AIM OF THE EXERCISE ▸ Rewrite the data that follows, changing every "puppy" to "dog" and leaving everything else as it is.

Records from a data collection
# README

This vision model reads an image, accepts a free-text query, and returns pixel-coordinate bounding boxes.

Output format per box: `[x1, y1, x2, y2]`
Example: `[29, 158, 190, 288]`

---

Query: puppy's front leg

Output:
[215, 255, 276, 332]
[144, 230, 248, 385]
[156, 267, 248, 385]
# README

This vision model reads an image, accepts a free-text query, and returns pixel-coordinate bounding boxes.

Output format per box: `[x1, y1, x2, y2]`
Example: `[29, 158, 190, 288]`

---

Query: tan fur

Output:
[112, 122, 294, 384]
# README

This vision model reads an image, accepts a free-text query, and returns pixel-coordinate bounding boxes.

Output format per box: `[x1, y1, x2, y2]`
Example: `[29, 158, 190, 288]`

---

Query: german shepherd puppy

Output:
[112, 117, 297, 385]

REPLY TO THE EXERCISE ▸
# README

This vision model reads an image, accepts a free-text query, and returns pixel-coordinate bounding boxes.

Output format per box: `[x1, y1, x2, y2]`
Example: `[29, 158, 190, 288]`

---

Query: dog's front leg

Output:
[215, 255, 276, 332]
[144, 230, 248, 385]
[156, 267, 248, 385]
# README

This vision model reads an image, accepts a free-text query, and returns pixel-coordinate bounding boxes.

Output format per box: `[x1, y1, x2, y2]`
Example: `[29, 158, 190, 288]`

---

Query: tan fur

Output:
[112, 122, 294, 384]
# README

This vision model reads an image, accepts a free-text query, and returns pixel-coordinate bounding boxes.

Output format per box: `[x1, y1, x2, y2]`
Example: `[29, 158, 190, 288]`

---

Query: german shepherd dog

Output:
[112, 117, 297, 385]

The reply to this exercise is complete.